● SELECTED TEXT:
Francis J. "Jay" McKay, 76, an executive with Fox Chase Cancer Center for 30 years, died of heart failure Saturday, Dec. 17, at Abington Memorial Hospital.

Francis J. "Jay" McKay, 76, an executive with Fox Chase Cancer Center for 30 years, died of heart failure Saturday, Dec. 17, at Abington Memorial Hospital.

Mr. McKay played a leading role in building Fox Chase from a community hospital into a comprehensive cancer-treatment center that sees more than 7,900 new patients a year, said Christine Wilson, who worked with him for 28 years.

He was a central figure in bringing together the Institute for Cancer Research and the American Oncologic Hospital in 1974 to form Fox Chase.

"His vision and determination were critical to transforming these distinct entities into a unified center of excellence," said R. Donald Leedy, another longtime colleague.

Born in Darby Borough, Mr. McKay graduated from St. James High School in Chester in 1953. He enlisted in the Navy that year and served on the destroyer Sigourney in Europe and the Mediterranean during the mid-1950s.

After his discharge in December 1956, Mr. McKay returned to his studies, earning a bachelor's degree from Villanova University in 1961.

His first job was as staff accountant with Lybrand, Ross Bros. & Montgomery, a management consulting firm then in Center City.

In 1963, he joined the Institute for Cancer Research in Fox Chase as business manager. He rose to become administrator and corporate secretary from 1970 to 1974.

In 1974, when the institute became part of Fox Chase Cancer Center, he was named corporate secretary and treasurer; he became vice president and administrator in 1978.

In 1981, he was promoted to executive vice president, a post he held until his retirement in 2004.

"He had a huge impact on everyone he worked with," Wilson said. "On Friday, he would walk around the facility saying, 'How's it going?' He came from the old school, for sure."

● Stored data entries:
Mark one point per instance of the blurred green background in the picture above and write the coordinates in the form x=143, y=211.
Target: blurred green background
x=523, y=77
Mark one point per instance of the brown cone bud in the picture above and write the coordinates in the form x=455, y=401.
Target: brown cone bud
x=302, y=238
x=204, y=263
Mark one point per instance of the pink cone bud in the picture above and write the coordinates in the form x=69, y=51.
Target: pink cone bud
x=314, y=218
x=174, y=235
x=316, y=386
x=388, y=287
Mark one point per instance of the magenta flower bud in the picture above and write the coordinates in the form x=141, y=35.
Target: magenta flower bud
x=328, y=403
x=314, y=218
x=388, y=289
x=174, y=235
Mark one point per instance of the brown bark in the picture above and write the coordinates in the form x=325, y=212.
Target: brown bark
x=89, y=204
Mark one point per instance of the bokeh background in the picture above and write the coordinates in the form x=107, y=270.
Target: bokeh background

● EXPLORE THE MATERIAL:
- a) In the McKay obituary, what position did he hold when he joined the Institute for Cancer Research in 1963?
- b) Copy everything in the McKay obituary from "He was a central" down to "during the mid-1950s.".

● RESPONSES FOR EACH TASK:
- a) Business manager

- b)
He was a central figure in bringing together the Institute for Cancer Research and the American Oncologic Hospital in 1974 to form Fox Chase.

"His vision and determination were critical to transforming these distinct entities into a unified center of excellence," said R. Donald Leedy, another longtime colleague.

Born in Darby Borough, Mr. McKay graduated from St. James High School in Chester in 1953. He enlisted in the Navy that year and served on the destroyer Sigourney in Europe and the Mediterranean during the mid-1950s.